Source data:
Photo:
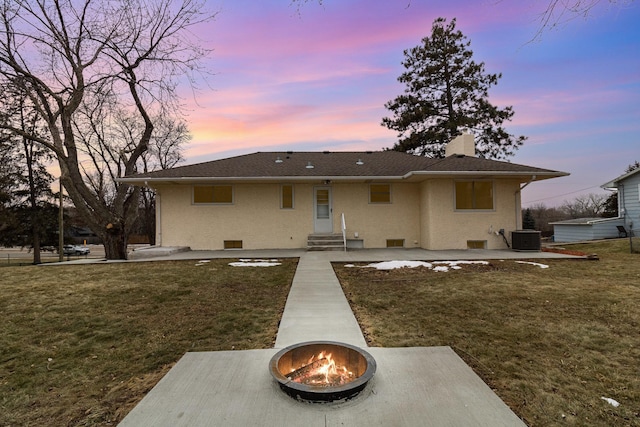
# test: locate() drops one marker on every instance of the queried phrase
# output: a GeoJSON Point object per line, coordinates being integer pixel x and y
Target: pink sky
{"type": "Point", "coordinates": [319, 79]}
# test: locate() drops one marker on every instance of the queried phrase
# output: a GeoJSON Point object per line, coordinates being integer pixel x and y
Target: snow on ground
{"type": "Point", "coordinates": [443, 266]}
{"type": "Point", "coordinates": [533, 263]}
{"type": "Point", "coordinates": [610, 401]}
{"type": "Point", "coordinates": [255, 263]}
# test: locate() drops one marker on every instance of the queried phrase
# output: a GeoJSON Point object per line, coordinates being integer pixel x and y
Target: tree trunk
{"type": "Point", "coordinates": [115, 243]}
{"type": "Point", "coordinates": [36, 239]}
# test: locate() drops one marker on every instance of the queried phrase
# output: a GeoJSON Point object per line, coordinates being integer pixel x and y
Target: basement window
{"type": "Point", "coordinates": [213, 194]}
{"type": "Point", "coordinates": [476, 244]}
{"type": "Point", "coordinates": [286, 196]}
{"type": "Point", "coordinates": [395, 243]}
{"type": "Point", "coordinates": [474, 195]}
{"type": "Point", "coordinates": [379, 193]}
{"type": "Point", "coordinates": [233, 244]}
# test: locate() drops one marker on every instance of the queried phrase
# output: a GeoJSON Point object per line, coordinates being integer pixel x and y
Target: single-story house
{"type": "Point", "coordinates": [628, 188]}
{"type": "Point", "coordinates": [285, 200]}
{"type": "Point", "coordinates": [581, 229]}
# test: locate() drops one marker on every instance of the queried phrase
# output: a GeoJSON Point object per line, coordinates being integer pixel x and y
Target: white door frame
{"type": "Point", "coordinates": [323, 211]}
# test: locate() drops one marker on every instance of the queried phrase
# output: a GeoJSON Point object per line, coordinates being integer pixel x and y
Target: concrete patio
{"type": "Point", "coordinates": [420, 386]}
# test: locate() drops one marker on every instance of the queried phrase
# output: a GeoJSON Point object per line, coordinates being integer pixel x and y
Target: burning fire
{"type": "Point", "coordinates": [321, 370]}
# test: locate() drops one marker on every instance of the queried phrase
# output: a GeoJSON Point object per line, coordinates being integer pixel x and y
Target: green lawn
{"type": "Point", "coordinates": [82, 344]}
{"type": "Point", "coordinates": [550, 341]}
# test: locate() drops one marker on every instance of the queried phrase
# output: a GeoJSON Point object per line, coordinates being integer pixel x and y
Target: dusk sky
{"type": "Point", "coordinates": [318, 78]}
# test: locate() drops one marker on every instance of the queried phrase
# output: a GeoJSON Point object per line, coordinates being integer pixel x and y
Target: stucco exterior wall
{"type": "Point", "coordinates": [420, 214]}
{"type": "Point", "coordinates": [377, 222]}
{"type": "Point", "coordinates": [256, 218]}
{"type": "Point", "coordinates": [443, 227]}
{"type": "Point", "coordinates": [631, 202]}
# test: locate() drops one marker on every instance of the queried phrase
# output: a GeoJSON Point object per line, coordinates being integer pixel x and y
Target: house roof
{"type": "Point", "coordinates": [358, 166]}
{"type": "Point", "coordinates": [614, 183]}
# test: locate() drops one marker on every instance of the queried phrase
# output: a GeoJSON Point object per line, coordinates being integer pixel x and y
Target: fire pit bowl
{"type": "Point", "coordinates": [292, 368]}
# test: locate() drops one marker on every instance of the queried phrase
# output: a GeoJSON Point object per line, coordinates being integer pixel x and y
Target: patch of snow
{"type": "Point", "coordinates": [391, 265]}
{"type": "Point", "coordinates": [533, 263]}
{"type": "Point", "coordinates": [255, 263]}
{"type": "Point", "coordinates": [447, 265]}
{"type": "Point", "coordinates": [610, 401]}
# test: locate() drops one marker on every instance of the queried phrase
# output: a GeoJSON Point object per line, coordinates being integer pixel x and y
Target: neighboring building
{"type": "Point", "coordinates": [582, 229]}
{"type": "Point", "coordinates": [387, 199]}
{"type": "Point", "coordinates": [628, 188]}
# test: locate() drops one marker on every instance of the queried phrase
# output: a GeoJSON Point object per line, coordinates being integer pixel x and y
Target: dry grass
{"type": "Point", "coordinates": [81, 345]}
{"type": "Point", "coordinates": [550, 342]}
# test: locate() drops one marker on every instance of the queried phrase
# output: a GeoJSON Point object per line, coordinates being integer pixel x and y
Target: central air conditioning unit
{"type": "Point", "coordinates": [525, 240]}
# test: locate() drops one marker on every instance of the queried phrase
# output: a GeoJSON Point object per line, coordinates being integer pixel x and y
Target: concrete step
{"type": "Point", "coordinates": [325, 242]}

Your task. Return the records above verbatim, leaving out images.

Task response.
Photo:
# test: locate() drops one marker on every instance of the queried phrase
# output: a GeoJSON Point object per line, coordinates being integer pixel x and y
Target: pink sky
{"type": "Point", "coordinates": [319, 79]}
# test: locate() drops one marker on every instance of the queried phrase
# output: a GeoJSON Point object per line, coordinates being integer pixel x and y
Target: snow on ground
{"type": "Point", "coordinates": [443, 266]}
{"type": "Point", "coordinates": [533, 263]}
{"type": "Point", "coordinates": [610, 401]}
{"type": "Point", "coordinates": [255, 263]}
# test: locate() drops one marker on every instance of the queried phrase
# output: a GeoJSON Point object per line, coordinates being integer pixel x and y
Target: tree trunk
{"type": "Point", "coordinates": [115, 243]}
{"type": "Point", "coordinates": [36, 239]}
# test: locate() drops one marker on every instance of the queried phrase
# output: a GeoJSON Point object per line, coordinates being integer pixel x and y
Target: basement window
{"type": "Point", "coordinates": [213, 194]}
{"type": "Point", "coordinates": [476, 244]}
{"type": "Point", "coordinates": [286, 196]}
{"type": "Point", "coordinates": [395, 243]}
{"type": "Point", "coordinates": [474, 195]}
{"type": "Point", "coordinates": [379, 193]}
{"type": "Point", "coordinates": [233, 244]}
# test: locate() drops one marker on every instance of the queried phrase
# output: a GeoJSON Point object per line, coordinates being integer pixel x and y
Target: single-story house
{"type": "Point", "coordinates": [628, 188]}
{"type": "Point", "coordinates": [285, 200]}
{"type": "Point", "coordinates": [581, 229]}
# test: locate() drops one marker on every instance of the queried phrase
# output: a GeoJSON Point object per line, coordinates being integer pixel x and y
Target: white door frame
{"type": "Point", "coordinates": [323, 211]}
# test: locate() drops one marker on every instance of the queried phrase
# output: a GeoJSON Point object per line, coordinates being integer pixel x and y
Target: concrete patio
{"type": "Point", "coordinates": [420, 386]}
# test: locate() drops one marker on every instance of the queried phrase
# output: a GeoJSON Point object per line, coordinates being integer pixel x and y
Target: burning fire
{"type": "Point", "coordinates": [321, 370]}
# test: locate() drops one marker on every instance of the queried phrase
# output: a GeoJSON Point object per line, coordinates being integer pixel x and y
Target: green lawn
{"type": "Point", "coordinates": [82, 344]}
{"type": "Point", "coordinates": [550, 341]}
# test: locate() drops one marker on every instance of the queried phrase
# output: a GeoJSON Point object per line, coordinates being integer pixel x and y
Target: dusk sky
{"type": "Point", "coordinates": [318, 78]}
# test: locate() drops one marker on every instance of the queried phrase
# output: a GeoJSON Point object per line, coordinates being integer pixel x and y
Target: stucco exterior wall
{"type": "Point", "coordinates": [420, 214]}
{"type": "Point", "coordinates": [377, 222]}
{"type": "Point", "coordinates": [256, 218]}
{"type": "Point", "coordinates": [443, 227]}
{"type": "Point", "coordinates": [631, 202]}
# test: locate() drops one marker on every instance of the queried phrase
# output: a GeoJSON Point object per line, coordinates being integer pixel x and y
Target: house roof
{"type": "Point", "coordinates": [358, 166]}
{"type": "Point", "coordinates": [614, 183]}
# test: locate() drops one marker on every instance of the queried phrase
# output: a GeoJSON Point object per line, coordinates being integer pixel x and y
Target: fire pit bowl
{"type": "Point", "coordinates": [292, 368]}
# test: locate() drops one marker on every instance of the queried phrase
# output: a GeoJSON Point object per line, coordinates being integer pixel x and y
Target: patch of snow
{"type": "Point", "coordinates": [391, 265]}
{"type": "Point", "coordinates": [533, 263]}
{"type": "Point", "coordinates": [255, 263]}
{"type": "Point", "coordinates": [447, 265]}
{"type": "Point", "coordinates": [610, 401]}
# test: locate() drops one marker on every instance of the queried phrase
# output: a GeoJSON Point object per line, coordinates being integer pixel x and y
Target: neighboring building
{"type": "Point", "coordinates": [582, 229]}
{"type": "Point", "coordinates": [387, 199]}
{"type": "Point", "coordinates": [628, 188]}
# test: locate() drops one marker on every instance of the queried phrase
# output: a GeoJSON Point object per line, coordinates being integer pixel x and y
Target: dry grass
{"type": "Point", "coordinates": [81, 345]}
{"type": "Point", "coordinates": [550, 342]}
# test: locate() drops one marker on every instance of the queried phrase
# output: a GeoJSON Point object per line, coordinates being integer pixel x and y
Target: central air conditioning unit
{"type": "Point", "coordinates": [525, 240]}
# test: locate() drops one marker on every instance of the queried phrase
# output: a GeoJSON Point object per line, coordinates being integer pixel x and y
Target: concrete step
{"type": "Point", "coordinates": [325, 242]}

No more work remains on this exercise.